Records from a data collection
┄┄┄┄┄┄┄┄┄┄┄┄┄┄┄┄┄┄┄┄

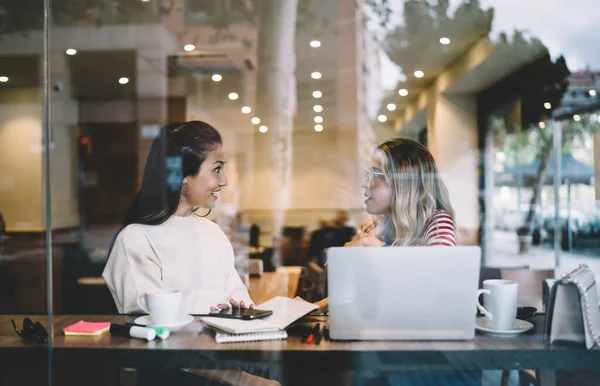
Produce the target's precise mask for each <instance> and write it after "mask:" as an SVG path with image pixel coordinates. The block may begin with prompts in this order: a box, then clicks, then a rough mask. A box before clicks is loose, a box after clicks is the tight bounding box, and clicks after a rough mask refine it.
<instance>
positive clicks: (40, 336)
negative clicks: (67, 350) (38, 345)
mask: <svg viewBox="0 0 600 386" xmlns="http://www.w3.org/2000/svg"><path fill="white" fill-rule="evenodd" d="M11 322H12V324H13V327H14V328H15V332H16V333H17V335H19V336H20V337H21V338H23V339H25V340H36V341H38V342H40V343H47V342H48V332H47V331H46V329H45V328H44V326H42V324H41V323H40V322H35V323H34V322H33V321H32V320H31V319H29V318H25V319H23V329H22V330H19V329H18V328H17V324H16V323H15V321H14V320H11Z"/></svg>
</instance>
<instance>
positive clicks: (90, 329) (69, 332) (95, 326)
mask: <svg viewBox="0 0 600 386" xmlns="http://www.w3.org/2000/svg"><path fill="white" fill-rule="evenodd" d="M109 329H110V322H85V321H83V320H80V321H79V322H77V323H75V324H72V325H70V326H67V327H65V328H64V329H63V332H64V333H65V335H85V336H98V335H101V334H103V333H105V332H106V331H108V330H109Z"/></svg>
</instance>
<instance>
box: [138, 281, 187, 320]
mask: <svg viewBox="0 0 600 386" xmlns="http://www.w3.org/2000/svg"><path fill="white" fill-rule="evenodd" d="M137 303H138V306H140V308H141V309H142V310H144V312H146V313H148V314H150V318H151V319H152V325H154V326H168V325H173V324H175V323H177V316H178V315H179V307H180V306H181V291H180V290H178V289H174V288H165V289H159V290H154V291H150V292H146V293H145V294H143V295H142V296H140V297H138V299H137Z"/></svg>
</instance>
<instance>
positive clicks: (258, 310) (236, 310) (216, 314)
mask: <svg viewBox="0 0 600 386" xmlns="http://www.w3.org/2000/svg"><path fill="white" fill-rule="evenodd" d="M271 314H273V311H271V310H257V309H254V308H239V307H230V308H228V309H226V310H219V311H211V312H210V314H209V316H214V317H217V318H230V319H244V320H252V319H260V318H264V317H265V316H269V315H271Z"/></svg>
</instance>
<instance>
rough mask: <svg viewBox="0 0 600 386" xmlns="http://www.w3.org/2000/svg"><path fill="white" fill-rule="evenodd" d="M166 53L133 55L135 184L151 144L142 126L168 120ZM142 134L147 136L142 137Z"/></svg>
mask: <svg viewBox="0 0 600 386" xmlns="http://www.w3.org/2000/svg"><path fill="white" fill-rule="evenodd" d="M168 89H169V87H168V73H167V53H166V52H165V50H161V49H143V50H138V51H137V55H136V94H137V121H138V125H139V127H138V133H139V136H138V182H141V179H142V175H143V172H144V166H145V165H146V158H147V157H148V152H149V151H150V146H151V145H152V141H153V139H154V138H153V136H152V135H150V134H152V132H151V131H148V130H146V131H144V130H142V128H143V127H144V126H151V125H155V126H158V127H162V126H164V125H165V124H166V123H167V121H168V116H167V96H168ZM144 134H147V135H146V136H144Z"/></svg>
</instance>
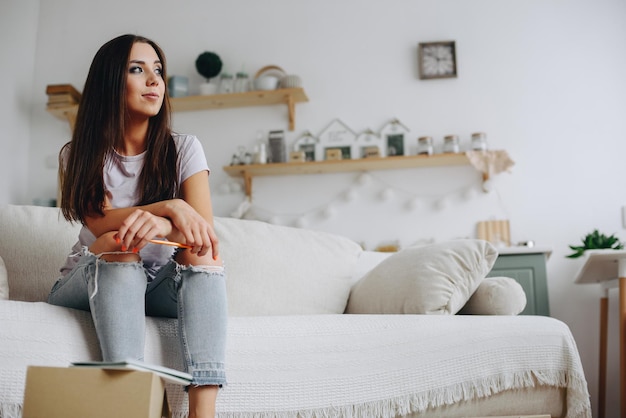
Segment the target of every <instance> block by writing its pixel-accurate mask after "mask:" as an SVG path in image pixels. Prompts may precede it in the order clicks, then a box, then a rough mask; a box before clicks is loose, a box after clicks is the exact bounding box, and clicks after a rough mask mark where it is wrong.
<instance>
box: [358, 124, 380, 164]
mask: <svg viewBox="0 0 626 418" xmlns="http://www.w3.org/2000/svg"><path fill="white" fill-rule="evenodd" d="M356 143H357V146H358V151H357V158H367V157H385V155H386V153H385V151H386V147H385V143H384V142H383V140H382V138H381V136H380V135H378V134H377V133H376V132H374V131H372V130H371V129H366V130H365V131H363V132H361V133H360V134H359V135H358V136H357V137H356Z"/></svg>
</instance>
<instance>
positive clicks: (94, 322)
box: [48, 248, 227, 386]
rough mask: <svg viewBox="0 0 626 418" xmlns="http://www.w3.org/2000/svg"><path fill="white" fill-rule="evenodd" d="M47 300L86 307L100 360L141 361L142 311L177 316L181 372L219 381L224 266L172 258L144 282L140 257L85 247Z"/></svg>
mask: <svg viewBox="0 0 626 418" xmlns="http://www.w3.org/2000/svg"><path fill="white" fill-rule="evenodd" d="M48 303H50V304H52V305H58V306H64V307H67V308H73V309H81V310H84V311H90V312H91V317H92V319H93V322H94V326H95V329H96V334H97V336H98V341H99V343H100V350H101V352H102V360H103V361H121V360H126V359H136V360H143V357H144V341H145V328H146V322H145V316H146V315H148V316H158V317H166V318H178V336H179V339H180V343H181V347H182V353H183V357H184V362H185V371H186V372H188V373H190V374H191V375H192V376H193V381H192V385H200V386H202V385H219V386H222V385H225V384H226V375H225V371H224V359H225V346H226V323H227V304H226V283H225V274H224V270H223V268H221V267H217V268H215V267H211V266H182V265H180V264H178V263H177V262H176V261H174V260H173V259H172V260H170V261H169V262H168V263H167V264H166V265H165V266H163V267H162V268H161V269H160V270H159V271H158V272H157V273H156V276H155V278H154V280H152V281H150V282H148V275H147V270H146V269H145V268H144V266H143V265H142V263H141V262H107V261H105V260H102V259H100V258H98V257H97V256H96V255H94V254H93V253H91V252H89V250H87V249H86V248H84V249H83V254H82V256H81V258H80V261H79V262H78V264H77V265H76V266H75V267H74V268H73V269H72V270H71V271H70V272H69V273H68V274H67V275H65V276H64V277H61V278H60V279H59V280H58V281H57V282H56V283H55V284H54V286H53V287H52V290H51V291H50V295H49V296H48Z"/></svg>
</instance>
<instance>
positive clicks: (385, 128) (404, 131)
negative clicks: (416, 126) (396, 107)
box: [379, 119, 410, 157]
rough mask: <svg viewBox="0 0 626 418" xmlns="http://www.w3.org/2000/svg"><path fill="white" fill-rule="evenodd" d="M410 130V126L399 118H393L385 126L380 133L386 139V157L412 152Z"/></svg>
mask: <svg viewBox="0 0 626 418" xmlns="http://www.w3.org/2000/svg"><path fill="white" fill-rule="evenodd" d="M408 132H409V128H407V127H406V126H405V125H404V124H403V123H402V122H400V121H399V120H398V119H393V120H391V121H389V122H388V123H387V124H386V125H385V126H383V128H382V129H381V130H380V133H379V135H380V137H381V138H382V139H383V141H384V146H385V156H386V157H397V156H401V155H409V154H410V152H409V144H408Z"/></svg>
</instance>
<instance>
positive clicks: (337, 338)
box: [0, 301, 591, 418]
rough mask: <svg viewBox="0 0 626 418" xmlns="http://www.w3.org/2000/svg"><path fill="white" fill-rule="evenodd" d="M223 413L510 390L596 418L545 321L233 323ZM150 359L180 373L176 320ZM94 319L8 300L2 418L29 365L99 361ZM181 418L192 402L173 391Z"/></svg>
mask: <svg viewBox="0 0 626 418" xmlns="http://www.w3.org/2000/svg"><path fill="white" fill-rule="evenodd" d="M229 321H230V322H229V334H228V350H227V378H228V380H229V384H228V385H227V386H226V387H225V388H224V389H223V390H222V391H221V393H220V395H219V397H218V405H217V409H218V417H222V418H227V417H228V418H230V417H233V418H235V417H239V418H241V417H243V418H251V417H262V418H269V417H281V418H282V417H296V416H298V417H319V416H322V417H354V418H357V417H364V418H365V417H368V418H369V417H374V416H378V417H394V416H397V415H402V414H407V413H410V412H419V411H423V410H425V409H426V408H429V407H437V406H441V405H446V404H451V403H454V402H457V401H461V400H469V399H476V398H478V397H484V396H488V395H489V394H493V393H498V392H501V391H504V390H507V389H513V388H522V387H529V386H533V385H537V384H540V385H551V386H558V387H564V388H566V389H567V411H568V413H567V416H568V417H591V409H590V404H589V395H588V392H587V385H586V381H585V378H584V374H583V370H582V366H581V362H580V358H579V355H578V352H577V349H576V345H575V342H574V340H573V337H572V335H571V333H570V331H569V329H568V328H567V326H566V325H565V324H563V323H562V322H560V321H558V320H555V319H552V318H547V317H537V316H518V317H505V316H491V317H481V316H430V315H429V316H423V315H307V316H272V317H232V318H230V319H229ZM147 324H148V327H147V340H146V361H147V362H151V363H156V364H162V365H165V366H168V367H173V368H180V364H181V361H180V351H179V347H178V342H177V337H176V332H177V331H176V321H175V320H166V319H158V318H149V319H148V321H147ZM98 356H99V351H98V345H97V340H96V337H95V332H94V330H93V325H92V324H91V319H90V316H89V314H88V313H86V312H80V311H74V310H69V309H65V308H59V307H55V306H50V305H47V304H45V303H32V302H14V301H0V417H2V418H9V417H11V418H13V417H16V418H17V417H18V416H19V411H20V409H21V403H22V399H23V388H24V383H25V381H24V379H25V373H26V367H27V366H28V365H44V366H66V365H68V364H69V363H70V362H72V361H79V360H98V359H99V358H98ZM168 397H169V400H170V403H171V404H172V405H173V410H174V414H175V415H174V416H175V417H183V416H186V415H185V413H184V410H185V409H186V400H185V394H184V392H183V391H182V389H181V387H180V386H175V385H169V384H168Z"/></svg>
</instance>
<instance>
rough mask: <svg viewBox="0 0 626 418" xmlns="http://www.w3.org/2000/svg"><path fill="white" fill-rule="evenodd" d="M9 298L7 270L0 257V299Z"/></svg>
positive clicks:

┄┄┄┄┄┄┄┄┄┄┄┄┄┄┄┄┄┄┄┄

**TASK BRIEF:**
What is the number of lines above that hold the string "before"? Answer with that number alone.

**YOUR RESPONSE:**
2